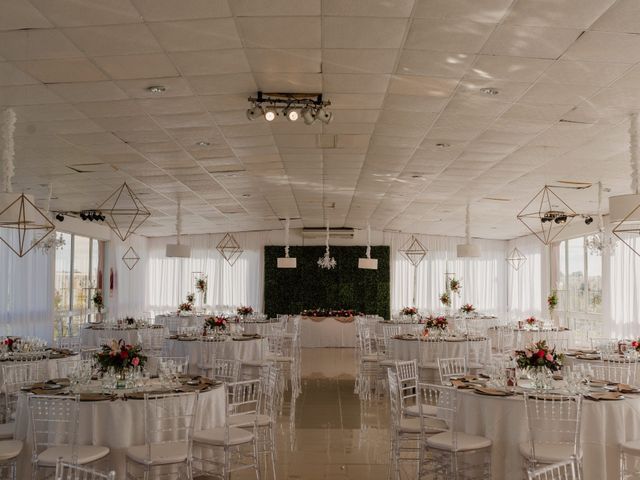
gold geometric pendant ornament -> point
(130, 258)
(229, 248)
(546, 215)
(124, 212)
(516, 259)
(414, 251)
(22, 224)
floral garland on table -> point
(436, 322)
(454, 285)
(216, 323)
(320, 312)
(98, 301)
(120, 356)
(445, 299)
(244, 310)
(552, 301)
(409, 311)
(539, 355)
(467, 308)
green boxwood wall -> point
(289, 290)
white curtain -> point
(170, 279)
(526, 285)
(483, 279)
(26, 294)
(624, 290)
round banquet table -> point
(91, 335)
(328, 332)
(243, 350)
(115, 424)
(605, 424)
(409, 349)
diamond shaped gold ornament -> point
(124, 212)
(546, 215)
(22, 224)
(130, 258)
(516, 259)
(414, 251)
(229, 248)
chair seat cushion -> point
(247, 419)
(9, 449)
(465, 442)
(215, 436)
(161, 454)
(7, 430)
(85, 454)
(414, 410)
(547, 452)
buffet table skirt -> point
(605, 424)
(115, 424)
(245, 350)
(328, 332)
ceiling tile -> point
(35, 44)
(361, 32)
(447, 35)
(62, 70)
(536, 42)
(114, 39)
(64, 13)
(162, 10)
(137, 66)
(204, 34)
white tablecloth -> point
(91, 336)
(408, 349)
(232, 349)
(117, 425)
(604, 426)
(327, 332)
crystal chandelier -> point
(327, 261)
(597, 243)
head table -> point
(117, 424)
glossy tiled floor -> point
(332, 436)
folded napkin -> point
(605, 396)
(491, 391)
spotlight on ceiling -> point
(291, 105)
(270, 114)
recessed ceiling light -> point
(157, 89)
(490, 91)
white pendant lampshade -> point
(468, 250)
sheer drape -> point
(483, 279)
(26, 295)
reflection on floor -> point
(332, 437)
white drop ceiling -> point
(403, 76)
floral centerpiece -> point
(120, 356)
(409, 311)
(454, 285)
(467, 308)
(440, 322)
(98, 301)
(552, 301)
(244, 311)
(445, 299)
(216, 323)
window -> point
(76, 278)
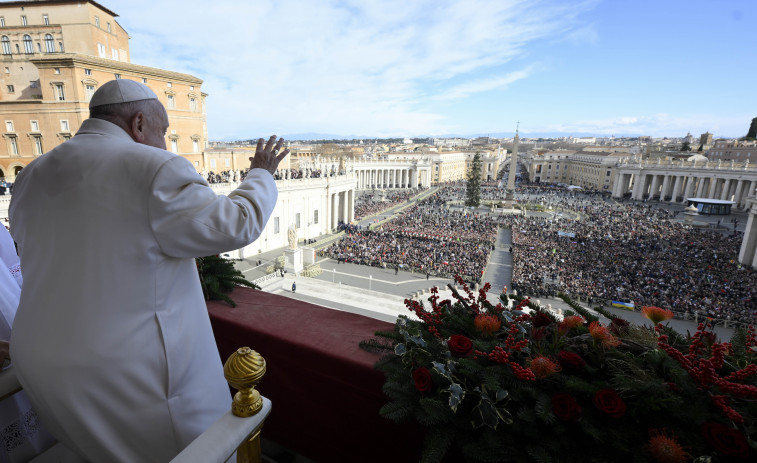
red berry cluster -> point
(704, 370)
(500, 355)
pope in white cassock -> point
(112, 340)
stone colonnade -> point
(387, 177)
(342, 207)
(675, 184)
(748, 251)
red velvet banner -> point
(326, 394)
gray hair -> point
(121, 113)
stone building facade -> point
(54, 56)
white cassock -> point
(112, 340)
(21, 435)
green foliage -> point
(752, 133)
(477, 409)
(218, 277)
(473, 186)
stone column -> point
(700, 187)
(737, 192)
(665, 187)
(334, 210)
(351, 205)
(713, 186)
(676, 189)
(724, 195)
(748, 251)
(655, 185)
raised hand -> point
(269, 156)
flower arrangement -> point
(510, 382)
(218, 277)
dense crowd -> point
(633, 253)
(623, 251)
(371, 203)
(426, 238)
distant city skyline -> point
(391, 68)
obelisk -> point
(510, 190)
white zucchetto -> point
(121, 91)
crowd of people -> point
(626, 251)
(371, 203)
(633, 252)
(426, 238)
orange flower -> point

■ Aim of the task ■
Output, unchanged, the lines from the line with "flower arrangement -> point" through the final line of the material.

■ Answer below ■
flower arrangement -> point
(510, 382)
(218, 277)
dense crowd -> point
(633, 253)
(623, 251)
(371, 203)
(426, 238)
distant city skyline -> point
(391, 68)
obelisk -> point
(510, 190)
white zucchetto -> point
(121, 91)
crowd of people -> point
(626, 251)
(371, 203)
(633, 252)
(426, 238)
orange flower -> point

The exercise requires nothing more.